> GOAL A:
Retype everything in the earnings call transcript from "As we look across" down to "is that right?".
> GOAL B:
Filter the records and copy each line that contains the string "high". Matching is case-sensitive.

As we look across your strategic clients, what does your penetration of wallet share on those clients? I have to think it's probably really small, maybe a couple of percentage, is that right?
- CFO, Principal Accounting Officer, EVP, Treasurer
It's still small. I think I've used this statistic, if I look at my existing customer base, we're probably only 20 to 30% penetrated in terms of what we believe they want to do with us. And obviously with some of our older clients, we're more than 20 or 30%, but we want to log strategic deals recently where we're very low single-digit in terms of penetration, so we have a lot of opportunity just in our existing customer base, and that's why I mentioned that we expect the vast majority in our growth in 2006 to come from customers who are with us today. And I think that will always be the case because remember, when we win a new customer it takes three to six months before you really hit the inflection point on growth, and obviously because we have won so many strategic accounts over the last couple years, we're in that type of growth phase for a large number of them. And because we're running at a lower operating margin than many others in the industry, we've been very successful at actually growing these relationships because we can invest in the client partners, the industry expertise, all the things that help grow relationships quickly.
- Analyst
Okay, and not to put you guys on the spot, but as you consistently grow an order of magnitude faster than the industry and faster than budget growth, who's getting squeezed out? Who are you replacing, in effect?
- President, CEO
The way to look at it is-- if you look at it from the demand perspective, the demand is very strong. Are we anywhere near servicing all the demand that exists in the market? No. The way to address the demand is, what have you got in order to deliver the two key components are, do you have a good solid management team, and do you have the people to deliver results? So if you continuously invest in the management team, both in terms the expertise and the depth and breadth, as well as sufficient number of people that are trained and available, you can meet the demand. So it's typically these three components and demand is a given. The supply side you manage is a good management team. And manage the utilization of resources that are trained and available at all points in time.
- Analyst
Okay, and if I may ask a couple of housekeeping-type questions. Gordon, what's your currency assumption in '05-06?
- CFO, Principal Accounting Officer, EVP, Treasurer
The the budget assumption is that it stays right around where it is now.
- Analyst
Okay, and any changes with the timing of rate increases?
- CFO, Principal Accounting Officer, EVP, Treasurer
Similar to the majority of the industry, we would plan on our general wage increases happening in April, same last year.
- Analyst
Okay. And as I look at your rather substantial cash balance now. Is it make sense to think of it as a whole, or should I think of it as two buckets, one in India, one in the U.S.?
- CFO, Principal Accounting Officer, EVP, Treasurer
Think about it as one bucket.
- Analyst
One bucket. Okay, thank you. Great quarter.
- CFO, Principal Accounting Officer, EVP, Treasurer
Thanks, Ashwin.
Operator
Your next question comes from Moshe Katri with SG Cowen.
- Analyst
Hi, good morning and let me add my congratulations for a very strong quarter.
Cognizant is clearly firing on all cylinders, especially relatively to some of your competitors. It also seems that Q1 guidance, at least directionally, is much more upbeat than the typical patterns, at least based on the historical patterns. Can you comment on both of these data points? And then, can you also repeat your target for headcount for '06? Thanks.

> RECORDS SHOWN:
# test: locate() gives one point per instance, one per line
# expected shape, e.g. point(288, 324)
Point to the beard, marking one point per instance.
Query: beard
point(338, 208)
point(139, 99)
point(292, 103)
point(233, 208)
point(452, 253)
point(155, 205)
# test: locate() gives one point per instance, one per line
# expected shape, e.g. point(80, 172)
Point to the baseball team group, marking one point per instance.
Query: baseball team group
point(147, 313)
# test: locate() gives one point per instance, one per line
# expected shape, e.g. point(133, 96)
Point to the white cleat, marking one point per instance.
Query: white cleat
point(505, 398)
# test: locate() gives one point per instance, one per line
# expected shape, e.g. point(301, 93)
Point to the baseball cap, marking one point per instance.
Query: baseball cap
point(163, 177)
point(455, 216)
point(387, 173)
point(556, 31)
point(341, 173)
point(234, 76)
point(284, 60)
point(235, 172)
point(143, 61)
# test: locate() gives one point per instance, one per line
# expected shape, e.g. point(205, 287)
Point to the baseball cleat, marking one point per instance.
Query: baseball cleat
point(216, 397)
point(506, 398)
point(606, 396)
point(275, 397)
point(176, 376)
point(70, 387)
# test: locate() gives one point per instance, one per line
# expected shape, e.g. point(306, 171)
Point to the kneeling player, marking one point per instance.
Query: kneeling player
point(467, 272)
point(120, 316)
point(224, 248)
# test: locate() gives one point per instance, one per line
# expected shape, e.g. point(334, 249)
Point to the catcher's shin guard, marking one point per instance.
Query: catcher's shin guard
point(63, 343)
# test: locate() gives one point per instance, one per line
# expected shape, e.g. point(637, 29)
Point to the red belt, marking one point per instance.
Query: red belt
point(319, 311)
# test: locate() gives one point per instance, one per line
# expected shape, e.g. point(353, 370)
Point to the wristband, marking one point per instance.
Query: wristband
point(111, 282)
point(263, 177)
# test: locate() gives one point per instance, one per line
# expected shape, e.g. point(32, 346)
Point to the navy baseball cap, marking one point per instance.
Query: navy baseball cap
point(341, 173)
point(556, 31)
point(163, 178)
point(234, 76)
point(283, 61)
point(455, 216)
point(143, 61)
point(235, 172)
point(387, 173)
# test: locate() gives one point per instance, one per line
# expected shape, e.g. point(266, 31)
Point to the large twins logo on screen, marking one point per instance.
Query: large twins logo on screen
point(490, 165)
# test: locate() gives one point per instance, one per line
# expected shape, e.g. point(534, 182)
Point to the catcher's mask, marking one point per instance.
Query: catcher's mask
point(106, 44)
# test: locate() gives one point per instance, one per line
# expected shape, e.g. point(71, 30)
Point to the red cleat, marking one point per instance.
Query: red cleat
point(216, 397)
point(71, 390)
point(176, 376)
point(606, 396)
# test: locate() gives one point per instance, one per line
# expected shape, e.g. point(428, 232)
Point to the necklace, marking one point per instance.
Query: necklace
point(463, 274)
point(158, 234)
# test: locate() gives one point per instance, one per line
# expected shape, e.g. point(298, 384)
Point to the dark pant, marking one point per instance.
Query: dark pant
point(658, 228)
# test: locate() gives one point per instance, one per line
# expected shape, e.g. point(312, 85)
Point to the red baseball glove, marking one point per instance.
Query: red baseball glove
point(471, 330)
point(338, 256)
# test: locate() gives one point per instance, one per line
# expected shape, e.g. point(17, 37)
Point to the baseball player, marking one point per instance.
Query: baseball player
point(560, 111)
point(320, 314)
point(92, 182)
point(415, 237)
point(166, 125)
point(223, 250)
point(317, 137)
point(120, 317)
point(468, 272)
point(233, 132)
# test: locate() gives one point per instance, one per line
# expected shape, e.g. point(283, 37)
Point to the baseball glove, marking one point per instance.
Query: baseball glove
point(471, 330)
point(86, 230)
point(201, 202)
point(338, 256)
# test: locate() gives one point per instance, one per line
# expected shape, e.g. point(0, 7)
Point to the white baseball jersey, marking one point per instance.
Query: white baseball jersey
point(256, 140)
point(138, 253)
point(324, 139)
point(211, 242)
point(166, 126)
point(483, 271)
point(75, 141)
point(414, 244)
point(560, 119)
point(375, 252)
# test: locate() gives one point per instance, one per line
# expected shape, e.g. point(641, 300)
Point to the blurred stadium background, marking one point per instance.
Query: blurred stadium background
* * *
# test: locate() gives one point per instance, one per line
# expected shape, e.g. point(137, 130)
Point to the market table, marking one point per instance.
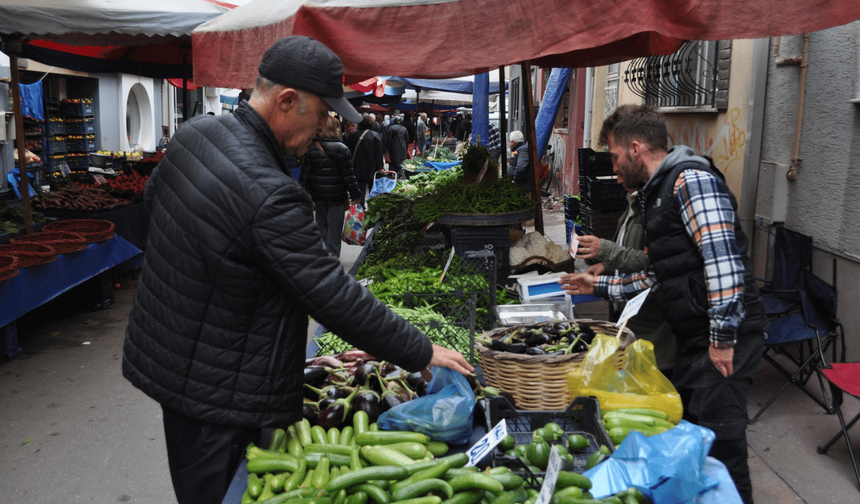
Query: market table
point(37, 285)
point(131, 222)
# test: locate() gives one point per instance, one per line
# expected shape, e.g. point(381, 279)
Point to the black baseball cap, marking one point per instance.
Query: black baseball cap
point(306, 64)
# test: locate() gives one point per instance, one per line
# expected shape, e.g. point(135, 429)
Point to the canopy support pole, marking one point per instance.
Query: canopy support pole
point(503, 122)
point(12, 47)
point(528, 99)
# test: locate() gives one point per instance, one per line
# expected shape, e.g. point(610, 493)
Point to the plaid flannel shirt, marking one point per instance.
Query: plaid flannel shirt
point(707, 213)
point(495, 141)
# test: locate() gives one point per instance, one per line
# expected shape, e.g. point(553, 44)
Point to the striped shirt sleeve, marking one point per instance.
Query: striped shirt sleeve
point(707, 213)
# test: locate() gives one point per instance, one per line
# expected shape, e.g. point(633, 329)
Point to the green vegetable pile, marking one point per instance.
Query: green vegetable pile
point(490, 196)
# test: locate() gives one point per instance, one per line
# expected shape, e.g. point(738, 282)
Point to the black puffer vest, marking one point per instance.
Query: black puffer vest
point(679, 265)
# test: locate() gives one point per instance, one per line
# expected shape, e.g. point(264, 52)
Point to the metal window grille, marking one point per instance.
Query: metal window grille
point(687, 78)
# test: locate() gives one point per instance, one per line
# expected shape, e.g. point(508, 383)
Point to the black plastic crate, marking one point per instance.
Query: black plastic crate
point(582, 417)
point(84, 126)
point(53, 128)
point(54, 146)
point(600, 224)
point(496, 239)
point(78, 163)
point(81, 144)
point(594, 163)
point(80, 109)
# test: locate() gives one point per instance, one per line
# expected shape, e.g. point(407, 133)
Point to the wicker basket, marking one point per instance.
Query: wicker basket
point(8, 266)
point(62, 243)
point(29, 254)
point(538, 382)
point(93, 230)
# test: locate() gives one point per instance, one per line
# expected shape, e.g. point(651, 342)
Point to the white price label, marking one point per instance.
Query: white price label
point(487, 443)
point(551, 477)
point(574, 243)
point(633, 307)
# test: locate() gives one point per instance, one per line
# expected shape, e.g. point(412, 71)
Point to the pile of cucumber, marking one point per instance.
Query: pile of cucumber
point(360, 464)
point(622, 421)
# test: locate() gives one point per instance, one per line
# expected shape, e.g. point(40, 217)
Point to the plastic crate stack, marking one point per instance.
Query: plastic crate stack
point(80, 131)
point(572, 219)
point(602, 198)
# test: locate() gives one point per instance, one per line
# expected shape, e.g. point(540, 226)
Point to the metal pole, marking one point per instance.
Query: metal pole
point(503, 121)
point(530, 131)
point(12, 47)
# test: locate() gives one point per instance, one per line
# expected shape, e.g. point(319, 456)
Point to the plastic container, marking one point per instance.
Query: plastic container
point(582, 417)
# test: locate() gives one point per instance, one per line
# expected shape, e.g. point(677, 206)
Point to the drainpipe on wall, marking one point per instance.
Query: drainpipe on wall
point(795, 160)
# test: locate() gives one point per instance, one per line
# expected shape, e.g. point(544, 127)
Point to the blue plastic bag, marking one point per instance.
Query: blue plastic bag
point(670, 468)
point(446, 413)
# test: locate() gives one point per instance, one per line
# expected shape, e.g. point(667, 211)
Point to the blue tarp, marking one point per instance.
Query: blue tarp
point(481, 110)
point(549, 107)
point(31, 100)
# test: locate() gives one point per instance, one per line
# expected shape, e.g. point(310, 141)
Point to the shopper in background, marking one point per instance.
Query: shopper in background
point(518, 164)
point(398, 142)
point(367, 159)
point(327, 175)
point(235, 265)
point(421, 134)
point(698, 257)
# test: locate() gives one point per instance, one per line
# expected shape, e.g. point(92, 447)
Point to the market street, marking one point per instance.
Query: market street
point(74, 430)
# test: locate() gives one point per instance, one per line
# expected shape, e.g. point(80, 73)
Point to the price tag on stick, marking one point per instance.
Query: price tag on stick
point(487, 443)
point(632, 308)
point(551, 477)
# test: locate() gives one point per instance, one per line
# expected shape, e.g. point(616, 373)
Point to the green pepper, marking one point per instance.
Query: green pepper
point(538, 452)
==
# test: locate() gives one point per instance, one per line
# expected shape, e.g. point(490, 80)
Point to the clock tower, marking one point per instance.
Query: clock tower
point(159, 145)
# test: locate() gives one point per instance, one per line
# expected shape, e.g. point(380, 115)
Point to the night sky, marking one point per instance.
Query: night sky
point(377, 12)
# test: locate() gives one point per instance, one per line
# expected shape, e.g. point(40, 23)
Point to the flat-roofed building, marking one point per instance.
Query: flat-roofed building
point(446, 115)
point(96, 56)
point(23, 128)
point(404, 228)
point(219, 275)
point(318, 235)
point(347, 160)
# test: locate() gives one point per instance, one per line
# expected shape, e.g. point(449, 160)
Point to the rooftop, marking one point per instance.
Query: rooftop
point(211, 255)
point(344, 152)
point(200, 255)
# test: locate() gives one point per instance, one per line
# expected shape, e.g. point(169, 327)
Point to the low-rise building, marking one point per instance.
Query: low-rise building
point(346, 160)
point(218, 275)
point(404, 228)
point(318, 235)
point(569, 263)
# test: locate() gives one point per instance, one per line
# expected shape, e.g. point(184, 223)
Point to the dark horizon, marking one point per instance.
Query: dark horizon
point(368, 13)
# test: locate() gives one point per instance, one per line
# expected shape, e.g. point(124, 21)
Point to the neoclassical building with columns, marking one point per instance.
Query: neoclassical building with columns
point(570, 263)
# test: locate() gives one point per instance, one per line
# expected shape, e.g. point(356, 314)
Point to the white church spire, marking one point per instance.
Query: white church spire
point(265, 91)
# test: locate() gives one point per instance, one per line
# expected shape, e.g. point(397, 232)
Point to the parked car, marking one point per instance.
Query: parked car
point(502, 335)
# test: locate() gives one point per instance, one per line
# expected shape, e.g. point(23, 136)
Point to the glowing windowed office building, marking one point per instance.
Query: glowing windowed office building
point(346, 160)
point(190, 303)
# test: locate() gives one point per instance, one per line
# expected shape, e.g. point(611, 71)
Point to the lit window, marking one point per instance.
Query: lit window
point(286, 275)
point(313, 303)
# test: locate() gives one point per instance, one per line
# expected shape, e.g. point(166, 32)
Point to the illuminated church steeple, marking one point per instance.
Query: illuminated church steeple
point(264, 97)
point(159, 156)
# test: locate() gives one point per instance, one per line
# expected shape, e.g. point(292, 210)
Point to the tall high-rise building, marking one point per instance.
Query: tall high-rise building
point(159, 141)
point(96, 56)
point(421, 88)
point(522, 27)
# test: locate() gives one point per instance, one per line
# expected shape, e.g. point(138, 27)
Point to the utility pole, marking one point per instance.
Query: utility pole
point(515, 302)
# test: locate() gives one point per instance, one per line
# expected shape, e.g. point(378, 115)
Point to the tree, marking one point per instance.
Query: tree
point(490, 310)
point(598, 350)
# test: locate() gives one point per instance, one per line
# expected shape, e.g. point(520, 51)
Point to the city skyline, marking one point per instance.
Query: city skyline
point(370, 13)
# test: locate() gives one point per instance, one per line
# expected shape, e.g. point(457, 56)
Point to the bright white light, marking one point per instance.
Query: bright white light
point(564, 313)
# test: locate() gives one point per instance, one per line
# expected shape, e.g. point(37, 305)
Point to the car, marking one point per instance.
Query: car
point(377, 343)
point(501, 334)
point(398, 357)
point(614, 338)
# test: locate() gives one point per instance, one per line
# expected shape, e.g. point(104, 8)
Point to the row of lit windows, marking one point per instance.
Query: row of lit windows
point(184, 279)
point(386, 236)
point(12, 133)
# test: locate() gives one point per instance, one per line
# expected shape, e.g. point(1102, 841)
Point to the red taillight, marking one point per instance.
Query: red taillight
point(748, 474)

> EXPECTED ANSWER A:
As we look across your strategic clients, what does your penetration of wallet share on those clients? I have to think it's probably really small, maybe a couple of percentage, is that right?

> EXPECTED ANSWER B:
Point to the tall high-rise building, marking one point per instance.
Query: tall high-rise building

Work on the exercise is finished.